__Input data__.
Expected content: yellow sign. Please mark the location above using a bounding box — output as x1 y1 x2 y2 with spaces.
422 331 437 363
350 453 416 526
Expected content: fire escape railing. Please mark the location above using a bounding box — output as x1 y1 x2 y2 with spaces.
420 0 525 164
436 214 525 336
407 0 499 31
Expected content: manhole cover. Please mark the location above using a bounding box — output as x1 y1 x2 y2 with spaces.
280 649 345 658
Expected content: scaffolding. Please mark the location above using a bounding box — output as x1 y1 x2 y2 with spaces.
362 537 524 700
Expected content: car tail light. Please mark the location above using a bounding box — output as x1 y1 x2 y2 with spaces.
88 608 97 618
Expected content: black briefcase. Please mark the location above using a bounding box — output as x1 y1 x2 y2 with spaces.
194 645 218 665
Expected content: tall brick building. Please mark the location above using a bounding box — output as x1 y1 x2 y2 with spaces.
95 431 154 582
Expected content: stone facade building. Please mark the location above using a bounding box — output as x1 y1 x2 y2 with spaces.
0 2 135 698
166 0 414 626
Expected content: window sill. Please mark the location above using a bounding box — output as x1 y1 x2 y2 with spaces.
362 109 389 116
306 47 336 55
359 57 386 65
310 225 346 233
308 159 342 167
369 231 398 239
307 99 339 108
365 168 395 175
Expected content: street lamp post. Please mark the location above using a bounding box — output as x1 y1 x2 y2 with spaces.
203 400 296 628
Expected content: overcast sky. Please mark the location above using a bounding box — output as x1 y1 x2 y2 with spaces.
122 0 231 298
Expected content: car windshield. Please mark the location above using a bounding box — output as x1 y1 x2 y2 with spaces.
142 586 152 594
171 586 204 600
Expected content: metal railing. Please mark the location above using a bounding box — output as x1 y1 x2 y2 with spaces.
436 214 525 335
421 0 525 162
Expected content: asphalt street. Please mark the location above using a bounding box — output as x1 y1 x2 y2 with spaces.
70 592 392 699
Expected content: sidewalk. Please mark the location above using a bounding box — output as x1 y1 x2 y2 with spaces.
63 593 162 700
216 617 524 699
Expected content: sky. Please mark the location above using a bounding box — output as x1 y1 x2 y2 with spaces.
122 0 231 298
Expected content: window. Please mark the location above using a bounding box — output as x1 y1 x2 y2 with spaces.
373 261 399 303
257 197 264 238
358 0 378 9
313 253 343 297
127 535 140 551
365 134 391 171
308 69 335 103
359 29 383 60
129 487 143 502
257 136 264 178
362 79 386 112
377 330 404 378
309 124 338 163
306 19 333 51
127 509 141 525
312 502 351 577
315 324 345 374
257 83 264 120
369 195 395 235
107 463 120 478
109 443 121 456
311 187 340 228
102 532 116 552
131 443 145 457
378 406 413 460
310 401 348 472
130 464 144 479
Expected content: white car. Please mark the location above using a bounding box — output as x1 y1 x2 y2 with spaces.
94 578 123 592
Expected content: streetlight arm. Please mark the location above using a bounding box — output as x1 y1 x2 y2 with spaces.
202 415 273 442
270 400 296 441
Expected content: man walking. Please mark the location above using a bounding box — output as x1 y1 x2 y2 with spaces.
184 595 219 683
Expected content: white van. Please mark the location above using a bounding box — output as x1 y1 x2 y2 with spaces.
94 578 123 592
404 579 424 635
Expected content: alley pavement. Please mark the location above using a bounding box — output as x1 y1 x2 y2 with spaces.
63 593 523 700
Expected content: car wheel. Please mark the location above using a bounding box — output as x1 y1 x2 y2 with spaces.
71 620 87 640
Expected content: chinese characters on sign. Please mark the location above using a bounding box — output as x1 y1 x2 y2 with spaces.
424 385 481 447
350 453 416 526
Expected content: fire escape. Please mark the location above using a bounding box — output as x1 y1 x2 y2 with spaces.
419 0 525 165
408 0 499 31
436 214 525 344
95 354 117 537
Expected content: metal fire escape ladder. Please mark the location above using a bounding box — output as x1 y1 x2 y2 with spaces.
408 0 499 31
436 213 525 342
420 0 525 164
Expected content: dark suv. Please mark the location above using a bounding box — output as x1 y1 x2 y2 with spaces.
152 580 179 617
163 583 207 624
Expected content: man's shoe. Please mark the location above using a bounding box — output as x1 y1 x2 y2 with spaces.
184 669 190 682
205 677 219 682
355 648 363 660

__Task statement__. In full and without change, transcribe the entries.

__Solution to this task__.
Expected content: yellow sign. Please mark the location above using a bounding box — output as x1 y1 x2 y2 with spaces.
422 331 437 363
350 453 416 526
Expected content: fire escape railing. Please mark the location above using a bounding box — output as x1 y1 x2 y2 with spaces.
420 0 525 164
436 214 525 336
407 0 499 31
Expected content: manhole cover. Please mark the location above using a bounding box — output as x1 y1 x2 y2 with spaces.
280 649 345 658
Expected content: scaffolding. Please mark the location above using a bounding box — output as x1 y1 x2 y2 with spaces.
362 537 524 700
Expected content: car tail light. Please mark the location above using a bounding box — output as x1 y1 x2 y2 with spaces.
88 608 97 618
Expected content: black briefcase. Please mark the location above using a bounding box — output as x1 y1 x2 y2 with spaces.
194 645 218 665
Expected content: tall brick building. Please mark the location above using a bounding box — output as x1 y1 x2 y2 with spaces.
95 431 154 582
Expected content: stone facade building. Please mark the location above using a bounding box — output as x1 y1 x2 y2 with spaces.
0 2 135 698
166 0 414 626
Expected content: window sill. Please mark the location above using a bounding box — output as x1 y1 x2 y2 with spaces.
362 109 389 116
306 47 336 55
359 57 386 65
310 225 346 233
308 159 342 167
369 231 398 239
307 99 339 108
365 168 395 175
Expected content: street lamp post. Please mark the location above using a bounding box — output as x1 y1 x2 y2 with spaces.
203 400 296 628
Expected content: overcast sky. Please mark the location above using a bounding box — output as x1 y1 x2 y2 with spaces.
122 0 231 298
Expected content: car windshield. Please mark the location above using a bounding box — output as x1 y1 x2 y2 with spaces.
142 586 152 594
171 586 204 600
Expected content: metal railing. Please mark the location above using a bounding box — output as x1 y1 x2 y2 with spaces.
436 214 525 335
421 0 525 162
Expected content: asphalt street. Please mark the location above using a bounding box — output as x1 y1 x2 y2 with spaces.
70 592 392 699
Expected content: sidewalk. Please mark the location above using a bounding box — output as x1 y1 x2 y2 with spaces.
63 593 162 700
216 617 524 699
Expected content: sky. Please mark the location above using a bounding box — output as x1 y1 x2 y2 with spaces.
122 0 231 298
Expected content: window. Please mark the location above using a bounding box — output as x1 y1 x2 y2 with spaces.
373 261 399 303
257 197 264 238
358 0 378 9
313 253 343 297
127 535 140 551
365 134 391 171
308 69 335 103
359 29 383 60
129 487 143 502
257 136 264 178
362 79 386 112
377 330 404 378
309 124 338 163
306 19 333 51
127 509 141 525
312 502 351 577
315 324 345 374
257 83 264 120
369 195 395 235
107 463 120 478
109 443 121 456
311 187 340 228
102 532 116 552
131 443 145 457
378 406 413 460
310 401 348 472
130 464 144 479
Expected content: white car. Please mark the location above using a bounding box — output as x1 y1 x2 y2 with spaces.
94 578 123 592
Expected content: streetlight arm. Please mark the location above using a bounding box — output as x1 y1 x2 y2 with spaces.
202 415 273 442
270 400 296 441
Expected content: man walking. Please mark the location above using a bounding box — output as x1 y1 x2 y2 with spaces.
184 595 219 683
Expected content: white van. Please mark the location above using a bounding box — output as x1 y1 x2 y2 with spaces.
94 578 123 592
404 579 424 635
Expected content: alley pavement. Please mark the location above using a bounding box — output as x1 y1 x2 y2 with spaces.
63 593 523 700
Expected content: car wheel. Please mark the location above using a bounding box — output as x1 y1 x2 y2 with spaces.
71 620 87 640
Expected content: chinese characters on sign. Please mark the location above using a bounding box — output as x1 y1 x2 y2 with spaces.
424 385 481 447
350 453 416 526
Expected content: fire escape. Please mark the location above using a bounding box — output as x1 y1 x2 y2 with spaces.
419 0 525 165
408 0 499 31
436 214 525 344
95 354 117 537
Expected content: metal fire escape ladder. Please mark the location above using a bounding box — output as x1 y1 x2 y2 with spaces.
408 0 499 31
436 213 525 342
420 0 525 164
Expected content: dark suv. Please mark the location above using a bounding box — output as x1 y1 x2 y2 with spaces.
152 580 179 617
163 583 207 624
Expected content: man's shoe. Please mark the location above using a bounding box — output as x1 y1 x2 y2 with spaces.
184 669 190 682
205 677 219 682
355 648 363 660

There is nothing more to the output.